--- Text section ---
No subject

Christina Paulston paulston at pitt.edu
Sat Jan 17 22:24:38 UTC 2009


	Some of the language-rights literature is based on law cases and  
quite a few of them is based on the defendants being sued for speaking  
their mother tongue at the work place.  One of the latest involved of  
all people the Salvation Army.  The employer usually loses the case.   
Christina


On Jan 17, 2009, at 3:01 PM, Don Osborn wrote:

> Has anything been written on this perspective of multilingual  
> interaction?...  Is it universal that people assume that speech they  
> do not understand between others is negative and about them? Having  
> lived in multilingual societies, I don't remember that sort of  
> general reaction, though the context might make a big difference,  
> and often someone in a multilingual group conversation will take it  
> upon themselves to brief someone who obviously is not going to  
> understand a particular discussion.
>
> I have had the impression since long ago that it is a "monolingual"  
> American trait. In high school I think it was, I remember an  
> interaction like this: someone asks an exchange student to say  
> something in their language, the latter then obliges, and then the  
> first student asks if they did not just say something bad about them.
>
> Two excerpts from the NPR article in particular give rise to this  
> question now:
>
> "So let's say that there's two staff members, me and another staff  
> member, sitting in the office, and we're both talking in a foreign  
> language - that we shouldn't do that if we both understand English,  
> because it's not fair to the other people who walk in and out of the  
> office, who may not understand what we're talking about," [District  
> Superintendent Brian] Whiston says.
>  . . .
>
> "I think human nature is, if you don't understand something, the  
> assumption is that they're talking about you. I think it tends to  
> put people who are not familiar with the language in an  
> uncomfortable position," [president of the Dearborn Federation of  
> Teachers Kevin] Harris says.
---
● **Direction A**
Pull out every line of the entries that contains the string "electrical".
The email thread and the entries that come after it are unrelated.
--- Data extract ---
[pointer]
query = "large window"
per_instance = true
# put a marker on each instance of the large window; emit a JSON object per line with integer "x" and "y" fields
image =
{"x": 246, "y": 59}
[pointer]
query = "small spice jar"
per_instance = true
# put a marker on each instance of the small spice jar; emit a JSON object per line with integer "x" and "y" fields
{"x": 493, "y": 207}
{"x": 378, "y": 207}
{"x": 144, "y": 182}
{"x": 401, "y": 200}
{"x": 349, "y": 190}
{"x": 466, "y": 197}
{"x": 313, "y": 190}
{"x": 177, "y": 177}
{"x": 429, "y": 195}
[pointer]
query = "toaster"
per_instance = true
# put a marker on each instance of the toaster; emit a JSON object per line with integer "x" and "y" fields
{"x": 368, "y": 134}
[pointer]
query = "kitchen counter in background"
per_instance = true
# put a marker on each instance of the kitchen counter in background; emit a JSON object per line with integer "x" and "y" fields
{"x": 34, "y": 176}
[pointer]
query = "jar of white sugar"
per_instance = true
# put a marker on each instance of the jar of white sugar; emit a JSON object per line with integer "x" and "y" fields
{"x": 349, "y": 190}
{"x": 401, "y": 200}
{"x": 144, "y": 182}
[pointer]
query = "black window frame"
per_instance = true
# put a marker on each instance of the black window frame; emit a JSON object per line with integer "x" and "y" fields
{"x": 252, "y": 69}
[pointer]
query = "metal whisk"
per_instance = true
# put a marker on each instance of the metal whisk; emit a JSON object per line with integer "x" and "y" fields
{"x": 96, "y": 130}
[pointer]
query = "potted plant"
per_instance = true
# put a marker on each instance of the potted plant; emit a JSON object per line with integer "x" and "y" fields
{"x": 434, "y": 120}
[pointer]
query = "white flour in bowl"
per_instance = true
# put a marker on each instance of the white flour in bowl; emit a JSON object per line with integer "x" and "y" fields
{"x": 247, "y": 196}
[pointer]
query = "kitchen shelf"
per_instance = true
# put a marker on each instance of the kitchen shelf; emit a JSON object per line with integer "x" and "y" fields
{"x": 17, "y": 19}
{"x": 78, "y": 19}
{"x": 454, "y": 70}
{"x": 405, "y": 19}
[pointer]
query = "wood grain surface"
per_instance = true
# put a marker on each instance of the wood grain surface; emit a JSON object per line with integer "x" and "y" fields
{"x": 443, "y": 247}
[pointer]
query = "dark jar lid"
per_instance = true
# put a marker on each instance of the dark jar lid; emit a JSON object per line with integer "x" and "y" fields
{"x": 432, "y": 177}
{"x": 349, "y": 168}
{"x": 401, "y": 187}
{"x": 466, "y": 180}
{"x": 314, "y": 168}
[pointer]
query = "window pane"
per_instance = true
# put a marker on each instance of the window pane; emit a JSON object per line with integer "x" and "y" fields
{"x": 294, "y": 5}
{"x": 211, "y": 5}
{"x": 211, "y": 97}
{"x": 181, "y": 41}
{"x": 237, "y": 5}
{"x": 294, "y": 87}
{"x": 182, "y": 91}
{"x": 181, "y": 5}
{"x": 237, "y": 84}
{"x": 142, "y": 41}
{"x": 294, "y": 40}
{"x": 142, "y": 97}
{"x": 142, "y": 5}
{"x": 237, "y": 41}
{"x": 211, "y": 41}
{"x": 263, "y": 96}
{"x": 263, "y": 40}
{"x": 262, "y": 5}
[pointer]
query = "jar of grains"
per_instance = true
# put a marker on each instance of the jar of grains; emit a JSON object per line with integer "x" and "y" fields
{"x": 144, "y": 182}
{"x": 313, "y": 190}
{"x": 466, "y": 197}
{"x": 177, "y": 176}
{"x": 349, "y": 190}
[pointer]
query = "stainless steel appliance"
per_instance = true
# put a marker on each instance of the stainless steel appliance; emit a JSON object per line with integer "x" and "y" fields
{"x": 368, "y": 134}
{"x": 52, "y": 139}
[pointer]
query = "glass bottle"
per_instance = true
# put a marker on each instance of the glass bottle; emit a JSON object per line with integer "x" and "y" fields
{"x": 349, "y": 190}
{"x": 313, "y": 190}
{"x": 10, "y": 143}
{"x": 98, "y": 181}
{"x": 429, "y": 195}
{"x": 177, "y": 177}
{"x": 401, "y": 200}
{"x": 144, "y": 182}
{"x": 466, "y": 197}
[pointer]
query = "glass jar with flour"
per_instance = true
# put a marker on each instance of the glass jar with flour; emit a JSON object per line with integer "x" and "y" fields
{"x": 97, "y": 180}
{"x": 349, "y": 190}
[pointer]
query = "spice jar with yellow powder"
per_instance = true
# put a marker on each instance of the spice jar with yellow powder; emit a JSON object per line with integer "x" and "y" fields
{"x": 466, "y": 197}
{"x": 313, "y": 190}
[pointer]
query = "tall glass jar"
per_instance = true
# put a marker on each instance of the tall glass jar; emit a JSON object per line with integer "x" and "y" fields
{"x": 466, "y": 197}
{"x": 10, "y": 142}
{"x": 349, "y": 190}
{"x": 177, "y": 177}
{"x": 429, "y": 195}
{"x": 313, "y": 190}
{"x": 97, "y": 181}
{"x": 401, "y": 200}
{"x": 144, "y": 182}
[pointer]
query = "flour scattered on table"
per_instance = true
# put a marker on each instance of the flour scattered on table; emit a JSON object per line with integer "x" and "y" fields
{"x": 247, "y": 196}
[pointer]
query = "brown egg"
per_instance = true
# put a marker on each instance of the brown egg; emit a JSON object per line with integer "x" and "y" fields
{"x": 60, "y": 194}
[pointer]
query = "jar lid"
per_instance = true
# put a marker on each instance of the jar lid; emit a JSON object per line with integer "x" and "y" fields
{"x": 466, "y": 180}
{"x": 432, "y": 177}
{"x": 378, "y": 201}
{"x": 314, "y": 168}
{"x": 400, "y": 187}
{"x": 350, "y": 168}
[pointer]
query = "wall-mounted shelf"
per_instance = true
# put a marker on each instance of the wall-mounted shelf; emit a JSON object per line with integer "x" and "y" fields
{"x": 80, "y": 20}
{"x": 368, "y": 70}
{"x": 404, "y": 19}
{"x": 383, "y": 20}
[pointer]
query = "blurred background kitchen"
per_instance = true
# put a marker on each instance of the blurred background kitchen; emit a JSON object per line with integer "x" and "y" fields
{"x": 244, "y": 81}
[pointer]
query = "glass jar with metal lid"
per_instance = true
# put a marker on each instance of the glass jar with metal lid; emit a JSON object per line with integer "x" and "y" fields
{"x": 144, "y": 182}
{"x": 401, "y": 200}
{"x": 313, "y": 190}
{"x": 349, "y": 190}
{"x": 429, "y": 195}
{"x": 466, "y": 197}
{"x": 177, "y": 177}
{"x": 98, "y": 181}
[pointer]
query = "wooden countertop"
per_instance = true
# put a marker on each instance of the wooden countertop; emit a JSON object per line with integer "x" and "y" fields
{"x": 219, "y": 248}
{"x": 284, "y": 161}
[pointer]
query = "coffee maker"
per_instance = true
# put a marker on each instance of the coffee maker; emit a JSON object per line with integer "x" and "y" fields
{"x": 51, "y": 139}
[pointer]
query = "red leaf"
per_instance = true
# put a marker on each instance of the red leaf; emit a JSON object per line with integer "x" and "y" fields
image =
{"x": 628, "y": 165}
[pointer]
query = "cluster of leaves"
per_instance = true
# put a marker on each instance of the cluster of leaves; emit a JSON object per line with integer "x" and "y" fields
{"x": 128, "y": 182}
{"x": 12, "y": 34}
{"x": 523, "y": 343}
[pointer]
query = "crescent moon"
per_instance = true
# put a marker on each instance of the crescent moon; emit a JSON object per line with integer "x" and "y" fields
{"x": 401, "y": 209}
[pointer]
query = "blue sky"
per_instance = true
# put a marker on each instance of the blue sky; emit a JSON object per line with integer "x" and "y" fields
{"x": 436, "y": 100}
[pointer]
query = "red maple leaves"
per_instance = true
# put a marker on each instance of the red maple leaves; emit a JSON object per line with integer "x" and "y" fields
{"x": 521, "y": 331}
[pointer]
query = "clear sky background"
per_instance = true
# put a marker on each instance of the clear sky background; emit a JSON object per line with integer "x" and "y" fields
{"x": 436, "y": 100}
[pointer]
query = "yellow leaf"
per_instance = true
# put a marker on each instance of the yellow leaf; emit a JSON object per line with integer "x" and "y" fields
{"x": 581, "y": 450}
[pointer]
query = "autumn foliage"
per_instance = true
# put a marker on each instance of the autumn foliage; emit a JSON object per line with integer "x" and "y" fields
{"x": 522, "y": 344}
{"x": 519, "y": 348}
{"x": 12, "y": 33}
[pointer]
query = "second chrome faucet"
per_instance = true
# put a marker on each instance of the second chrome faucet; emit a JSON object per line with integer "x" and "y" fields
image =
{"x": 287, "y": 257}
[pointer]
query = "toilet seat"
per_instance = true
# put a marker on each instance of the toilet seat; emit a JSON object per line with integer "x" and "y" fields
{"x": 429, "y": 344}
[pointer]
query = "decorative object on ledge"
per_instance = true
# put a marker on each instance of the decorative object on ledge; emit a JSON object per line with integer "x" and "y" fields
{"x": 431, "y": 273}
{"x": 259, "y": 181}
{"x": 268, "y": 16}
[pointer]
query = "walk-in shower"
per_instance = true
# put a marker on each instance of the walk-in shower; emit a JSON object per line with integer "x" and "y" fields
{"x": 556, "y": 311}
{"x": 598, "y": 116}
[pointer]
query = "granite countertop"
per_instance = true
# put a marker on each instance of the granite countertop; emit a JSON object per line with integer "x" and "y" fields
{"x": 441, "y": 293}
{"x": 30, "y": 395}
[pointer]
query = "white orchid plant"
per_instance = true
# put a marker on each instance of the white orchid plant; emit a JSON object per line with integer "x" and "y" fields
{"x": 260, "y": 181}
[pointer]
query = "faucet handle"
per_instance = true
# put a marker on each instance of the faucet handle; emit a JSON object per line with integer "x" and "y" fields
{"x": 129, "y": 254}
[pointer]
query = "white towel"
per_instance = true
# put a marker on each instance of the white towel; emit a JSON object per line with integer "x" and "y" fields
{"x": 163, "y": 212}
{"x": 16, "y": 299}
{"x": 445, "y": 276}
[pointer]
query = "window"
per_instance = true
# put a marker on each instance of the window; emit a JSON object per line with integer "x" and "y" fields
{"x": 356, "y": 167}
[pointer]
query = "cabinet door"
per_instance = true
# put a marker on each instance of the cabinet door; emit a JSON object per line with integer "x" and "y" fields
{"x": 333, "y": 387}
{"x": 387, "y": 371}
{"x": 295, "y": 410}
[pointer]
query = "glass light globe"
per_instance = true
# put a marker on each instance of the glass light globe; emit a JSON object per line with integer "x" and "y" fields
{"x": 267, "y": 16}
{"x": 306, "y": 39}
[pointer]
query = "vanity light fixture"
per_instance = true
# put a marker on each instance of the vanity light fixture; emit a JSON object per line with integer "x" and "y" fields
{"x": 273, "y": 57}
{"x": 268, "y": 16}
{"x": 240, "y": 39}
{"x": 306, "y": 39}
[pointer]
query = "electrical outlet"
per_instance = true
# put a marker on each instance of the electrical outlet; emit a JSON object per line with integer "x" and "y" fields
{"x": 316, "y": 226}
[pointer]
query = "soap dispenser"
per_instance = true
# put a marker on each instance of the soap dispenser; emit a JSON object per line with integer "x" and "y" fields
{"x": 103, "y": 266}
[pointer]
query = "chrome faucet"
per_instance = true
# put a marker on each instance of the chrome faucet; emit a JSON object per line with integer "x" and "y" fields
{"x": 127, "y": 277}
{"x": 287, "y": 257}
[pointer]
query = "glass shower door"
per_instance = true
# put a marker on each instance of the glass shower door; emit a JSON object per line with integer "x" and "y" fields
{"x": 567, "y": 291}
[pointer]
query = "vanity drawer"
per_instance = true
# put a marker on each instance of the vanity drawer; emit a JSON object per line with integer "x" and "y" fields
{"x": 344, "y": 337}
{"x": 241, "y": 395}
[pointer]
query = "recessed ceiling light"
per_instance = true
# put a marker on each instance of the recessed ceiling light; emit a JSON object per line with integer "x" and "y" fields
---
● **Direction B**
According to the email thread, who usually loses the law cases about people speaking their mother tongue at work?

● **Finished answer A**
query = "electrical outlet"
# put a marker on each instance of the electrical outlet; emit a JSON object per line with integer "x" and "y" fields

● **Finished answer B**
The employer usually loses the case.